*The exercise:* Revise the listing lines from the one with "Task: localize white v-neck" through the one with "[0,201,896,1344]" by putting "locate" in place of "localize" and leaving everything else as it is. Return only those lines.

*Dataset records:*
────────

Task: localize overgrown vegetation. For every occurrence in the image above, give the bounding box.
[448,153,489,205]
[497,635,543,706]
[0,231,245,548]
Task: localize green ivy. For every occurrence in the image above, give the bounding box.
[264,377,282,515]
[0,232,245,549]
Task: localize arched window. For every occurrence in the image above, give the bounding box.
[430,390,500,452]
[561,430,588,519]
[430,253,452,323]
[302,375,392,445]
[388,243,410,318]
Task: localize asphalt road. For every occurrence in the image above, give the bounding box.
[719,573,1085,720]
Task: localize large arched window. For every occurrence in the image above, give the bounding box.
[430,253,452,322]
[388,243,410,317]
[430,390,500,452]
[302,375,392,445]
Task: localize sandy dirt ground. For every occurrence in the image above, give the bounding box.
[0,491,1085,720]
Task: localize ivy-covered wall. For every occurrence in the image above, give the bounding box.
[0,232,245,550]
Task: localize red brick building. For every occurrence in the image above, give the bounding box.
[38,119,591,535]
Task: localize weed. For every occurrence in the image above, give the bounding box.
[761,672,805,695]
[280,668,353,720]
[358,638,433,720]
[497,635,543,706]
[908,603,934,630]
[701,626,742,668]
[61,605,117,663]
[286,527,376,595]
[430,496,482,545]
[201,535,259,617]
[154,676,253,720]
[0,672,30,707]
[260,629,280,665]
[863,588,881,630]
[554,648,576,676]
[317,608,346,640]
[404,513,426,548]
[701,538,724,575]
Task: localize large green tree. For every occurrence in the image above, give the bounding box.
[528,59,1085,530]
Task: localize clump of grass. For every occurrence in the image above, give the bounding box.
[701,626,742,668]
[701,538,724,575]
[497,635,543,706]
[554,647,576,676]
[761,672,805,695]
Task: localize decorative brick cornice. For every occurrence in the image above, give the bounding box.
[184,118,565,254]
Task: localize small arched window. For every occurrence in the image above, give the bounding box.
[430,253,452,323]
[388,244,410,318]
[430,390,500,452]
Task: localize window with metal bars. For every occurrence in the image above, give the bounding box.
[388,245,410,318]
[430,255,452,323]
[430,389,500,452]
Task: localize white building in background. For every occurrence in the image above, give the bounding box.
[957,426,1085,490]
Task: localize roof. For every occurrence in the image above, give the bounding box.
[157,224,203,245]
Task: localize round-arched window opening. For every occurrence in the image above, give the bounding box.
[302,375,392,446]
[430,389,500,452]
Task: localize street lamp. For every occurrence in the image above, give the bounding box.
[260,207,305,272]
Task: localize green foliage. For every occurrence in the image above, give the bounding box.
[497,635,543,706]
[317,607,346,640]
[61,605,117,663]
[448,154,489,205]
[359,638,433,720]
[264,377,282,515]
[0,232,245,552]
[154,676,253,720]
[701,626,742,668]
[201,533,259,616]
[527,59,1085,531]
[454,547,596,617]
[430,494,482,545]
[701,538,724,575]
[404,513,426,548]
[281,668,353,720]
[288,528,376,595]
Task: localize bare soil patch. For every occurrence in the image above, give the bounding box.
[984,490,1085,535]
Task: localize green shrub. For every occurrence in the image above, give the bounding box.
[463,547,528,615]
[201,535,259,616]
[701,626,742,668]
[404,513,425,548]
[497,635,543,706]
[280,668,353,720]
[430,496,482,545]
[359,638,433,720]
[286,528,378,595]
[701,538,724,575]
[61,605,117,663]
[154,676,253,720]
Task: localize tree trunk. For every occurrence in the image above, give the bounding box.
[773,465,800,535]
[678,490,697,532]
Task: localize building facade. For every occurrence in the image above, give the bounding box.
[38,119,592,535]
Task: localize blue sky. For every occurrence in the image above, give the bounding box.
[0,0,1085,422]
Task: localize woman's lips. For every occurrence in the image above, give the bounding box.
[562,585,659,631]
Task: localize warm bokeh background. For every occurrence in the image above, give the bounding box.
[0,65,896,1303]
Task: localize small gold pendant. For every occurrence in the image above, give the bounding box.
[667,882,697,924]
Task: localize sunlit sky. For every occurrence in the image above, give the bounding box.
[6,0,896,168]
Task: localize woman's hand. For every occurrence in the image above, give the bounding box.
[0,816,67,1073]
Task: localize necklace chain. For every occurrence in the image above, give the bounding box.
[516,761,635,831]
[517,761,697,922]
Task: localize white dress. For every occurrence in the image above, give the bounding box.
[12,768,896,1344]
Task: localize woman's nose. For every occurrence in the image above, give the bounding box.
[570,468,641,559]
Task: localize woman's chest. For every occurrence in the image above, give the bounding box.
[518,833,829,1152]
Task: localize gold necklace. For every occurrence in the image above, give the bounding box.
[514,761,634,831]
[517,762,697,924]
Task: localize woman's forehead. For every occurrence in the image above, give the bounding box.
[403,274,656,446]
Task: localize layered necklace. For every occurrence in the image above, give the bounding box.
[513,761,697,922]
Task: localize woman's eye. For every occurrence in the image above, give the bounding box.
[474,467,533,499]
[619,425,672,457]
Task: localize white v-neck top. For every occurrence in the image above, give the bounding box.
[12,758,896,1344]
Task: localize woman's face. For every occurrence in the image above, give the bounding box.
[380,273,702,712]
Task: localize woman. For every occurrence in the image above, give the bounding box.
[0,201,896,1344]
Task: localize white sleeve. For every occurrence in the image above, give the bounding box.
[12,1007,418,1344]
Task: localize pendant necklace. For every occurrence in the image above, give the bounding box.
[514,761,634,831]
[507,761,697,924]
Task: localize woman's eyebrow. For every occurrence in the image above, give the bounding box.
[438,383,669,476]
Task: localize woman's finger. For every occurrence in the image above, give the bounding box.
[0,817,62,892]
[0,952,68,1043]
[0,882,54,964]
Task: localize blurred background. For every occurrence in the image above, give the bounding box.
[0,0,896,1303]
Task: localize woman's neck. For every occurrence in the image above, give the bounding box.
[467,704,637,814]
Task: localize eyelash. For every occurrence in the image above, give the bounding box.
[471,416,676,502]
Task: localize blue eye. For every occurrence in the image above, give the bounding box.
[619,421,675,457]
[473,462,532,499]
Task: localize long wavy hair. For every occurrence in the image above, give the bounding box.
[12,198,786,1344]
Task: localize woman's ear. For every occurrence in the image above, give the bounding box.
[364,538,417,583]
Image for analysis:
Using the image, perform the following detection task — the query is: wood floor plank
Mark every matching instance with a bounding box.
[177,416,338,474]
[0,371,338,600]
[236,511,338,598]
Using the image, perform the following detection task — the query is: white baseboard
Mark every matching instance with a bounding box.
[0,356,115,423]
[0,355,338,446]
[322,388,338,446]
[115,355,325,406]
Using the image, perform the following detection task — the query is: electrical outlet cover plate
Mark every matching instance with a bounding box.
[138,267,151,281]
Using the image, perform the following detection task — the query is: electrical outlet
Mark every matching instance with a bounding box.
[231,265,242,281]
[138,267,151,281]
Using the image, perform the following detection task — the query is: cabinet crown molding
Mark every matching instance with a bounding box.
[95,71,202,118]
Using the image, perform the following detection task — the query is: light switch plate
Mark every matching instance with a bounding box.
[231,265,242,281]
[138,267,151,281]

────────

*Full answer:*
Task: locate white v-neck top. For every occurrence in the image above, give the bounding box.
[12,758,896,1344]
Task: locate woman's face. For every occurrence in the image above, give the bounding box.
[380,273,702,712]
Task: locate woman. For every occurrence in the image above, give the bounding box.
[0,201,896,1344]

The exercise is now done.